» ARTIKEL:
◆ ◆ ◆ ◆ ◆ ◆ ◆
Am Stadt­fest-Sonntag-Nachmit­tag, 30. Juni 2002, verlor die Deutsche Natio­nal­elf das Weltmeis­ter­schafts­fi­na­le, das an zahlrei­chen öffent­li­chen Plätzen übertra­gen wurde. Wir vom Heimat­ver­ein hatten nicht damit gerech­net, dass sich zu der von uns langfris­tig auf diesen Termin festge­setz­ten Eröff­nung unserer 7. Sonder­aus­stel­lung, die im Rahmen des Stadt­fests quasi in Konkur­renz zum WM Finale lief zum Titel

Altes Alumi­ni­um Geschirr
150 Expona­te aus 25 Oberko­che­ner Häusern

im Heimatmuseum/Schillerhaus jemand einfin­den würde. Dennoch konnten wir 14 inter­es­sier­te Gäste und sogar den Bericht­erstat­ter der »Schwä­bi­schen Post« begrüßen.

Unser Ausschuss­mit­glied, StD i. R. Horst Riegel, hielt einen inter­es­san­ten Einfüh­rungs­vor­trag zum Thema »Alumi­ni­um«. Nun hat Herr Riegel in dankens­wer­ter Weise einen schrift­li­chen Beitrag für unsere heimat­kund­li­che Serie »Oberko­chen Geschich­te, Landschaft, Alltag« verfasst, den wir heute als Bericht 430 veröffentlichen.

Wir verwei­sen darauf, dass Museum und Sonder­aus­stel­lung, die bereits überört­li­ches Inter­es­se gefun­den hat, am nächs­ten Sonntag, 3. Novem­ber von 10.00 bis 12.00 Uhr geöff­net sind.

Dietrich Bantel

Alumi­ni­um
In unserer Sonder­aus­stel­lung mit Haushalts­ge­rä­ten aus Alumi­ni­um findet man viele alte Bekann­te, die aber heute kaum noch benutzt werden. Mir wurde durch diese Ausstel­lung bewusst, dass ich Aufstieg und Fall des Alumi­ni­ums im Haushalt miter­lebt habe. Wie kam es dazu?

Was ist Alumi­ni­um?
◆ ◆ ◆ ◆ ◆ ◆ ◆
» AUFGABE 1:
Kürze den Absatz des Artikels, der mit „Unser Ausschussmitglied“ beginnt, und behalte dabei seine wesentlichen Angaben bei.

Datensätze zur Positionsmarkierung
◆ ◆ ◆ ◆ ◆ ◆ ◆
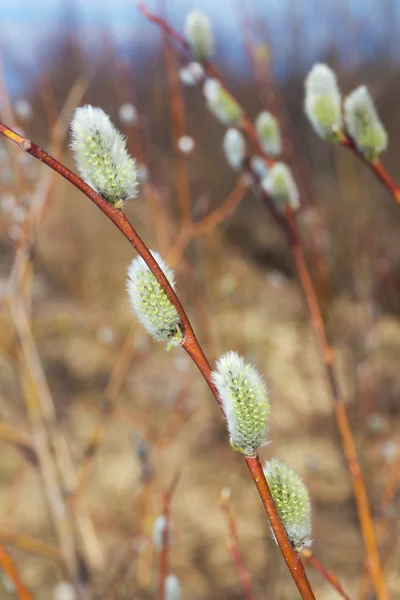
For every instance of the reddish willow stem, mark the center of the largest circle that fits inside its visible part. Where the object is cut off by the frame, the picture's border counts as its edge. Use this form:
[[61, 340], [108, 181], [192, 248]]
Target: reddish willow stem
[[376, 167], [329, 576], [246, 124], [342, 420], [190, 343], [12, 573], [166, 538], [290, 555], [235, 550], [289, 227]]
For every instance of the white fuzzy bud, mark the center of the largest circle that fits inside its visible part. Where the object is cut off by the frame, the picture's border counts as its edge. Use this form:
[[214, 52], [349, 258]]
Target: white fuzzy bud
[[268, 133], [258, 166], [292, 502], [186, 144], [323, 102], [159, 527], [172, 588], [223, 106], [101, 156], [244, 398], [364, 125], [64, 591], [234, 148], [23, 109], [198, 34], [192, 73], [150, 303], [280, 185], [128, 114]]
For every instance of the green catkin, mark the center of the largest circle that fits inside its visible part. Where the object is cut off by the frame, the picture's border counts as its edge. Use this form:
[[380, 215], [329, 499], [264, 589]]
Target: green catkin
[[244, 398], [292, 502]]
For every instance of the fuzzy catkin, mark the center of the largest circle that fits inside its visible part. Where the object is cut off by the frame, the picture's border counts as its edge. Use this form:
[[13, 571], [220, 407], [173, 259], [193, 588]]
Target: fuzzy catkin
[[198, 34], [101, 156], [223, 106], [150, 303], [268, 132], [323, 102], [364, 125], [234, 148], [244, 398], [172, 588], [292, 502]]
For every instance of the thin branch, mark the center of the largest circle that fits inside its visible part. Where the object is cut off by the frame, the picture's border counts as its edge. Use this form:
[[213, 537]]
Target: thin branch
[[189, 343], [235, 549], [31, 545], [375, 166], [166, 537], [12, 573], [329, 576], [290, 555]]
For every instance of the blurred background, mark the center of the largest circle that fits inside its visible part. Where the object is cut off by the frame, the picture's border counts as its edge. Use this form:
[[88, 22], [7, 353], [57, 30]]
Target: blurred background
[[124, 417]]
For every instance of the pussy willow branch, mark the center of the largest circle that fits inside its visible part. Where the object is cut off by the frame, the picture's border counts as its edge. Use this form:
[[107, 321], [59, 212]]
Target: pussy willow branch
[[289, 227], [9, 568], [178, 130], [376, 167], [190, 343]]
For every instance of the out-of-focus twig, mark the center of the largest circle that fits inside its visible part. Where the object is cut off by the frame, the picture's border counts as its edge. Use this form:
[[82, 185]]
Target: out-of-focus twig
[[329, 576], [234, 544], [288, 224], [166, 537], [189, 344], [376, 167], [31, 545], [12, 573], [207, 223]]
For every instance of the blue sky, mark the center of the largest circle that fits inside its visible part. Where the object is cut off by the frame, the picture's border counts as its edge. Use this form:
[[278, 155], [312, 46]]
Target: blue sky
[[27, 25]]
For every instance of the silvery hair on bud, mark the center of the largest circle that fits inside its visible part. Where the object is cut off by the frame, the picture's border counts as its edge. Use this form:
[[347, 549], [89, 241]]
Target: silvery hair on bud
[[234, 148], [223, 106], [323, 102], [198, 34], [363, 123], [292, 502], [172, 588], [101, 156], [150, 303], [244, 398], [282, 188], [268, 133], [159, 528]]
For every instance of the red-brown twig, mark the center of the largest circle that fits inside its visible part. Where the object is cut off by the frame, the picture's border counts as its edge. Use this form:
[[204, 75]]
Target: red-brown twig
[[189, 343], [329, 576], [376, 167], [289, 226], [12, 573], [234, 544], [166, 537]]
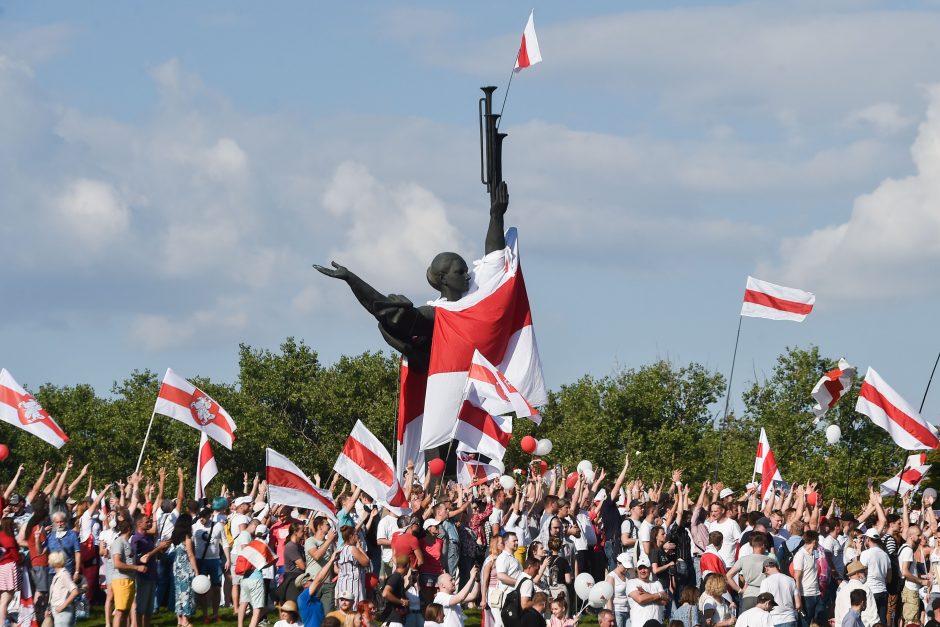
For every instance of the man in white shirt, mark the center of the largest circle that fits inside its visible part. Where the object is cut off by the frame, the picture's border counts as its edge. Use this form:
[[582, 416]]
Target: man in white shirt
[[787, 601], [856, 573], [645, 595], [759, 615], [878, 563]]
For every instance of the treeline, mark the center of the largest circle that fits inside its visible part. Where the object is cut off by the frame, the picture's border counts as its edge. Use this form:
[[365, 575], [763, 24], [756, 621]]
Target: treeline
[[666, 416]]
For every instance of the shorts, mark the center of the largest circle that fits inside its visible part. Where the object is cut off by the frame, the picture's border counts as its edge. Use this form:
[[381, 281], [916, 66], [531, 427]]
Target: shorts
[[910, 605], [213, 569], [123, 590], [252, 593], [146, 597]]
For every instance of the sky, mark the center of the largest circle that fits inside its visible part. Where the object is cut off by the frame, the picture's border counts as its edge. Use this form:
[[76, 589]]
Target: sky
[[170, 171]]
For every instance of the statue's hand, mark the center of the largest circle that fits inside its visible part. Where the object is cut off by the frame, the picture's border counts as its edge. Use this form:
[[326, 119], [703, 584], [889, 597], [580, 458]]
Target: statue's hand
[[500, 202], [337, 271]]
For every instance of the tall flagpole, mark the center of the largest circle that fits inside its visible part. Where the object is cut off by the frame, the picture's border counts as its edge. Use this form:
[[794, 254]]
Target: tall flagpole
[[724, 417], [146, 437], [923, 400]]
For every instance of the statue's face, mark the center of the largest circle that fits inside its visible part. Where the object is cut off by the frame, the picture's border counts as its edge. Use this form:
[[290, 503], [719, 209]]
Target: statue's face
[[457, 276]]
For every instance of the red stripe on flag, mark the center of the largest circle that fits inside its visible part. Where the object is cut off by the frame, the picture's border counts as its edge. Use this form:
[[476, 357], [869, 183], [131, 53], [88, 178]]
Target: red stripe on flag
[[482, 421], [368, 461], [921, 433], [282, 478], [781, 304]]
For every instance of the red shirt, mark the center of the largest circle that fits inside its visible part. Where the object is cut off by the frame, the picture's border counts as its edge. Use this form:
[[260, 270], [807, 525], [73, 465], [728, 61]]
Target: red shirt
[[406, 544]]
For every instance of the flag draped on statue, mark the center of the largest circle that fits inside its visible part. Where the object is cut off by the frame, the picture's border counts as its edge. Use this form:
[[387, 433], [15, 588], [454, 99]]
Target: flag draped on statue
[[206, 469], [776, 302], [915, 469], [21, 410], [368, 465], [181, 400], [288, 485], [529, 53], [765, 465], [494, 318], [831, 387], [891, 412]]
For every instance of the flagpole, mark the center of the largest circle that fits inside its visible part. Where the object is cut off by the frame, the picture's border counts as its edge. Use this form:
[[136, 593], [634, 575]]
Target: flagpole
[[724, 418], [146, 437], [923, 400]]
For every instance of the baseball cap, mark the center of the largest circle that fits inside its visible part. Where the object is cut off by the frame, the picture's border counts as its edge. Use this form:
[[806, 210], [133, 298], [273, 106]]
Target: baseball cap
[[764, 597]]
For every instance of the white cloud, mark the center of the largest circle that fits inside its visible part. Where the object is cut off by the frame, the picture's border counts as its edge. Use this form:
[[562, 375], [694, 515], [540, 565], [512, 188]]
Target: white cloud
[[890, 245]]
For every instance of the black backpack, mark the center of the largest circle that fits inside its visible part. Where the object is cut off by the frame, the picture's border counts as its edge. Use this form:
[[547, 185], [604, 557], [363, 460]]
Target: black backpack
[[511, 611]]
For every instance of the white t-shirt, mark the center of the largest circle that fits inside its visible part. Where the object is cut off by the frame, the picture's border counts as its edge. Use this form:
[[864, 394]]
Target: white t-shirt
[[507, 564], [387, 527], [731, 534], [878, 564], [453, 613], [806, 562], [640, 613], [201, 535], [754, 617], [783, 588]]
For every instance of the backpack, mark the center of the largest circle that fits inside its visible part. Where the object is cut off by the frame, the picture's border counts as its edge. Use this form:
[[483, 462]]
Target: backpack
[[511, 611]]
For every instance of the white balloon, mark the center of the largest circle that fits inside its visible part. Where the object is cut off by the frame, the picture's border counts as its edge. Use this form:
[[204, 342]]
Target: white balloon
[[201, 584], [582, 585], [601, 593], [544, 447]]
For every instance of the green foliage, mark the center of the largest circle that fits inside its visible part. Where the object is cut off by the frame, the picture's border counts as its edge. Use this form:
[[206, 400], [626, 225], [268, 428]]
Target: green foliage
[[664, 416]]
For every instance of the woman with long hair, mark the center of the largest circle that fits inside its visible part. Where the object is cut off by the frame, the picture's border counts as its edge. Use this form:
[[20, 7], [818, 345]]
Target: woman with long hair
[[184, 569]]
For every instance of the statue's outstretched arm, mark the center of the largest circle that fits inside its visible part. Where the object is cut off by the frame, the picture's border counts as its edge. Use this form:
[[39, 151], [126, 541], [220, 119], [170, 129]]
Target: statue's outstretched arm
◆ ◆ ◆ ◆ ◆ ◆ ◆
» AUFGABE 2:
Bitte gib die Zeilen unter dem Artikel erneut aus, beginnend mit der ersten Zeile bis einschließlich der Zeile mit „550], [289, 227]]“, und benenne dabei „reddish willow stem“ in „red willow twig“ um. Alles andere bleibt unverändert, und die Bilder lässt du weg.

» ANTWORT 1:
StD i. R. Horst Riegel, Mitglied des Ausschusses, hielt einen Einführungsvortrag über Aluminium. Er hat dazu einen schriftlichen Beitrag für die heimatkundliche Serie »Oberkochen Geschichte, Landschaft, Alltag« verfasst, der heute als Bericht 430 erscheint.

» ANTWORT 2:
For every instance of the red willow twig, mark the center of the largest circle that fits inside its visible part. Where the object is cut off by the frame, the picture's border counts as its edge. Use this form:
[[61, 340], [108, 181], [192, 248]]
Target: red willow twig
[[376, 167], [329, 576], [246, 124], [342, 420], [190, 343], [12, 573], [166, 538], [290, 555], [235, 550], [289, 227]]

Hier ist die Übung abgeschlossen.